• STORED RECORDS:
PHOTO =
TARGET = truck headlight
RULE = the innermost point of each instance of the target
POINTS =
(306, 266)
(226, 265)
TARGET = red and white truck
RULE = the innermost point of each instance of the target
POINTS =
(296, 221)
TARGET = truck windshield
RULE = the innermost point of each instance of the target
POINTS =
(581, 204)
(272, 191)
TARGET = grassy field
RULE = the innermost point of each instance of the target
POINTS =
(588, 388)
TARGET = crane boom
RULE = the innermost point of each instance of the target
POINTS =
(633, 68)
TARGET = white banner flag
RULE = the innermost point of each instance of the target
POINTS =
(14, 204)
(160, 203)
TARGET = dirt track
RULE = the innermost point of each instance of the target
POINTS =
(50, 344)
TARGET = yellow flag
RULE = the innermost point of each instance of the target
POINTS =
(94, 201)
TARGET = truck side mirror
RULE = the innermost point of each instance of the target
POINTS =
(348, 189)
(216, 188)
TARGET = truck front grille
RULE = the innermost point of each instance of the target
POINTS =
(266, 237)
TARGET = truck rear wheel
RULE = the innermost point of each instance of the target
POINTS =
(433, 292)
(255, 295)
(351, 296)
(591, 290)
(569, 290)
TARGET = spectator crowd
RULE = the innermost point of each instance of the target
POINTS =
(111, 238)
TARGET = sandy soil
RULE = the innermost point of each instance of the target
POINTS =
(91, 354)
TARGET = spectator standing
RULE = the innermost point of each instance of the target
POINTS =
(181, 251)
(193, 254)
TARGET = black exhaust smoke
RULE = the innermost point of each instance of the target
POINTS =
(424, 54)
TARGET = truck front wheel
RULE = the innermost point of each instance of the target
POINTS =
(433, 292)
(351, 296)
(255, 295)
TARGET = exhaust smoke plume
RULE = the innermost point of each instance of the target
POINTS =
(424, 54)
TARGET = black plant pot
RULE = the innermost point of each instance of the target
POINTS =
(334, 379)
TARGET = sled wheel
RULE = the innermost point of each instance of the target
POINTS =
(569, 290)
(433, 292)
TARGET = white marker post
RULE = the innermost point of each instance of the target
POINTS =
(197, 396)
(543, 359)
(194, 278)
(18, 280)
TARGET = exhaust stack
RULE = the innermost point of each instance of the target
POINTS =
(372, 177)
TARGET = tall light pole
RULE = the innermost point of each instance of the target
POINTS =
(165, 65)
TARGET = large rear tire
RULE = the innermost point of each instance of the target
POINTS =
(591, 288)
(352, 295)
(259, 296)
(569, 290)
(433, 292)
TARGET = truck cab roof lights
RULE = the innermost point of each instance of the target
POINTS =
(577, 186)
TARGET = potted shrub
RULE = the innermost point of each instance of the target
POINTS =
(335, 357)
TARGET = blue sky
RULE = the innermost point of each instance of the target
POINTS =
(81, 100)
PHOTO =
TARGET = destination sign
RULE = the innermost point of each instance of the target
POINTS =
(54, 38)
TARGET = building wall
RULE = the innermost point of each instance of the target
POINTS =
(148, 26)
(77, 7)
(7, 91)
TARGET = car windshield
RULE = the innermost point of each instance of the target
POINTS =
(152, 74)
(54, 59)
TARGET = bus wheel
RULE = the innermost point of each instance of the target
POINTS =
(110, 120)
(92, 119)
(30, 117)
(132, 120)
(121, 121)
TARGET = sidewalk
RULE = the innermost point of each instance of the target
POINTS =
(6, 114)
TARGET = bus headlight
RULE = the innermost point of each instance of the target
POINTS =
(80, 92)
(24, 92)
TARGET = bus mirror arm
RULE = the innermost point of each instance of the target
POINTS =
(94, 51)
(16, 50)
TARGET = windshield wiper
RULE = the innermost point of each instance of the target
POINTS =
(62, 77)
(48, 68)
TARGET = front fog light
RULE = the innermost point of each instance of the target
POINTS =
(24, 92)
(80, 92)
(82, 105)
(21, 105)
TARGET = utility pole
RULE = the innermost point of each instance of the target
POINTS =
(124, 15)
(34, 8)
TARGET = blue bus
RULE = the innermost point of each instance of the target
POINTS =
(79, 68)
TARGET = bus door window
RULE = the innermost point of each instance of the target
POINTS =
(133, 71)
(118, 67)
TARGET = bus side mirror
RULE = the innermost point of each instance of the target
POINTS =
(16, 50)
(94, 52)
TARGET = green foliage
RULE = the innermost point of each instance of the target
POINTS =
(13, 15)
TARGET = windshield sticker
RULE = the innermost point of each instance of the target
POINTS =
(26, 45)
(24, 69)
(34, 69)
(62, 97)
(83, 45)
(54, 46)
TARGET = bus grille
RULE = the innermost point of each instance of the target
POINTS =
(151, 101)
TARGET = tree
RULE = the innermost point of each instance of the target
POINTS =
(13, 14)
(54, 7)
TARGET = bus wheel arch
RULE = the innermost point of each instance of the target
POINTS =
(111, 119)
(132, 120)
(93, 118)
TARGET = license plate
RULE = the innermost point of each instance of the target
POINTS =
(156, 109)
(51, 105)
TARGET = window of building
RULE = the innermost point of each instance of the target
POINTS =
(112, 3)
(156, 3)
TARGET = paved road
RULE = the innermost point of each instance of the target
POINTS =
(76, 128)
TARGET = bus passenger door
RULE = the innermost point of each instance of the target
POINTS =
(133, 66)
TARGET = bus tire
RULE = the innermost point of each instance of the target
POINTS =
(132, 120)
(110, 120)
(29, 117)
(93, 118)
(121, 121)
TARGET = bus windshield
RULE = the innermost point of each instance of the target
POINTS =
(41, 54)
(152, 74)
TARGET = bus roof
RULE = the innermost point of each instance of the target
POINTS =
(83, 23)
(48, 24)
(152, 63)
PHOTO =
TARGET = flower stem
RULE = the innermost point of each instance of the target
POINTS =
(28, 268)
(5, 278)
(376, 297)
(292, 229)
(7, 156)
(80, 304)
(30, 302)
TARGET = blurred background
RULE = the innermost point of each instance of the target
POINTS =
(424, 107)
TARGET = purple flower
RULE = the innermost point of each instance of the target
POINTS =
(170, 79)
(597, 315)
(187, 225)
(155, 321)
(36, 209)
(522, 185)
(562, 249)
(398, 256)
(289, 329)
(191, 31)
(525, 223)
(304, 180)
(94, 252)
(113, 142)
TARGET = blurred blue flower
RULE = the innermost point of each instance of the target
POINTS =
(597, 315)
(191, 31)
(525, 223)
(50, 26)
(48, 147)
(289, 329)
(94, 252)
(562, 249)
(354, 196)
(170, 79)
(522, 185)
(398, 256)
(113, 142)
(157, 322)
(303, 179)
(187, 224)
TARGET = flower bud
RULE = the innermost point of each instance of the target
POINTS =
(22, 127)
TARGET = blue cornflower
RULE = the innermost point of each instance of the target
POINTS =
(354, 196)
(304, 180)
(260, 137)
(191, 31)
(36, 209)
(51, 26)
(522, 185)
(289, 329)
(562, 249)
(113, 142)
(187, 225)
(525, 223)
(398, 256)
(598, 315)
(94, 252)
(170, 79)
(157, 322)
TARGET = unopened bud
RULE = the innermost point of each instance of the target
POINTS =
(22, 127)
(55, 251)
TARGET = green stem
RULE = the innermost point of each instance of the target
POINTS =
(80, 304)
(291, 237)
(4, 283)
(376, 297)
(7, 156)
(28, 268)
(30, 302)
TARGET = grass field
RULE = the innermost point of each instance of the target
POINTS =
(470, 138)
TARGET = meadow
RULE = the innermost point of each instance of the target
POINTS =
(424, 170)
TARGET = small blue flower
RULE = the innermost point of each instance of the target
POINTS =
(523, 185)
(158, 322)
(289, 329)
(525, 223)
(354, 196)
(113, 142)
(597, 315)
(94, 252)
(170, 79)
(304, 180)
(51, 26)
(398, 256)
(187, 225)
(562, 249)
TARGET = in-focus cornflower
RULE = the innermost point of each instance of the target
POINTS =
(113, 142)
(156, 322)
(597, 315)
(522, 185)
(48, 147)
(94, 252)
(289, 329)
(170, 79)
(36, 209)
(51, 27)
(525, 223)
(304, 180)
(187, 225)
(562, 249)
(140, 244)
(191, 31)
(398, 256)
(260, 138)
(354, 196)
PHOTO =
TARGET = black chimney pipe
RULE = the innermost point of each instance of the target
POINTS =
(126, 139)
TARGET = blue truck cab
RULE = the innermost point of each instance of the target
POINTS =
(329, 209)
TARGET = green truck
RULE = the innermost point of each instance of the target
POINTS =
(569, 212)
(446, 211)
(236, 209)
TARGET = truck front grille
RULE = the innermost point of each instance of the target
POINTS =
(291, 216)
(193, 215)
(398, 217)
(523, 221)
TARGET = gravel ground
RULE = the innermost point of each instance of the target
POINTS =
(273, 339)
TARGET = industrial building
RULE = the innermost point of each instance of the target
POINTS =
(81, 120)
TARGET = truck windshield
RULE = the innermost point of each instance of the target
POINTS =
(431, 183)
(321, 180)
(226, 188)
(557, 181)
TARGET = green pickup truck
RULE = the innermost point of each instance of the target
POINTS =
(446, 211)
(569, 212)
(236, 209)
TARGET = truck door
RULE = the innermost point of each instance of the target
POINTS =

• REQUIREMENT:
Retype nothing except the lines from the line holding "TARGET = in-focus cornflower" through the last line of the entries, both included.

• EXERCISE SOLUTION:
TARGET = in-focus cornflower
RULE = the innermost point of each instance of the target
POINTS =
(113, 142)
(156, 322)
(597, 315)
(522, 185)
(48, 147)
(94, 252)
(289, 329)
(170, 79)
(36, 209)
(51, 27)
(525, 223)
(304, 180)
(187, 225)
(562, 249)
(140, 244)
(191, 31)
(398, 256)
(260, 138)
(354, 196)
PHOTO =
TARGET = black chimney pipe
RULE = the innermost point of each instance of the target
POINTS =
(126, 139)
TARGET = blue truck cab
RULE = the innermost point of each instance of the target
POINTS =
(329, 209)
TARGET = green truck
RULE = the innermost point of each instance of the target
POINTS =
(569, 212)
(446, 211)
(236, 209)
TARGET = truck front grille
RULE = the innermost point of each instance of the target
POINTS =
(291, 216)
(193, 215)
(398, 217)
(523, 221)
TARGET = gravel ground
RULE = the innermost point of each instance of the target
POINTS =
(273, 339)
TARGET = industrial building
RULE = the innermost point of each instance of the target
POINTS =
(81, 120)
TARGET = truck windshield
RULE = the innermost point of each instance of the target
POINTS =
(431, 183)
(321, 180)
(226, 188)
(557, 181)
TARGET = green pickup truck
RULE = the innermost point of each instance of the target
POINTS =
(446, 211)
(569, 212)
(236, 209)
TARGET = truck door
RULE = the innermost point of each instance of the target
POINTS =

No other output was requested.